* START DOCUMENT TEXT *

ValidationSkipper

Every once in a while, it may be necessary to skip some validations.

For example, you may have a user model that validates name, email, password, etc., but you may want to present a view where the end-user can update his/her name in one screen, but change the password on another screen.

If the model is validating across all the attributes, you'll need a way around this.

This gem will help you easily declare which attributes to skip and when to skip them.

WARNING: Skipping validations is not considered best practice (albeit sometimes it is necessary), so skip them at your own risk!

Installation

Add this line to your application's Gemfile:

gem 'validation_skipper'

And then execute:

$ bundle

Or install it yourself as:

$ gem install validation_skipper

Usage

In your model:

Let's say you have a User model with a name, phone, and password.

In your code, you might have validations like these:
validates :name, :presence => true
validates :phone, :presence => true
validates :password, :presence => true
Step 1: Declare which validations are allowed to be skipped:
can_skip_validation_for :name, :phone, :password

(Note: this does not automatically skip them, but makes them eligible for skipping)

Step 2: Change the validations to look like these:
validates :name, :presence => true, :unless => skip_name_validation?
validates :phone, :presence => true, :unless => skip_phone_validation?
validates :password, :presence => true, :unless => skip_pasword_validation?

* END DOCUMENT TEXT *

• **WHAT YOU NEED TO DO**:
1. Shorten the paragraph of the ValidationSkipper text that begins "For example, you may have a user model" while keeping its main facts.
2. Quote the ValidationSkipper text word for word, starting at "(Note: this does" and ending after "true, :unless => skip_phone_validation?".
The lines that come next are not needed for any of this work.

* START GIVEN DATA *

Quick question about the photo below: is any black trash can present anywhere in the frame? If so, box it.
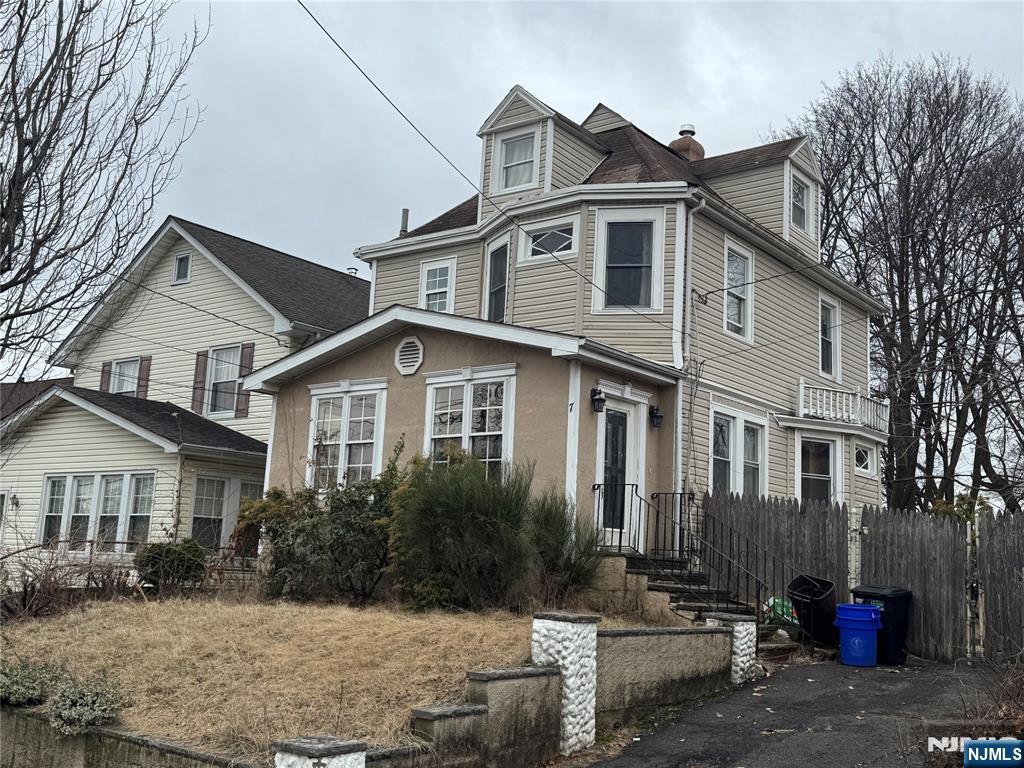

* END GIVEN DATA *

• **EXPECTED OUTPUTS**:
1. A user model might validate name, email, and password, but you may want one screen where the user updates only their name and another where they change only their password.

2.
(Note: this does not automatically skip them, but makes them eligible for skipping)

Step 2: Change the validations to look like these:
validates :name, :presence => true, :unless => skip_name_validation?
validates :phone, :presence => true, :unless => skip_phone_validation?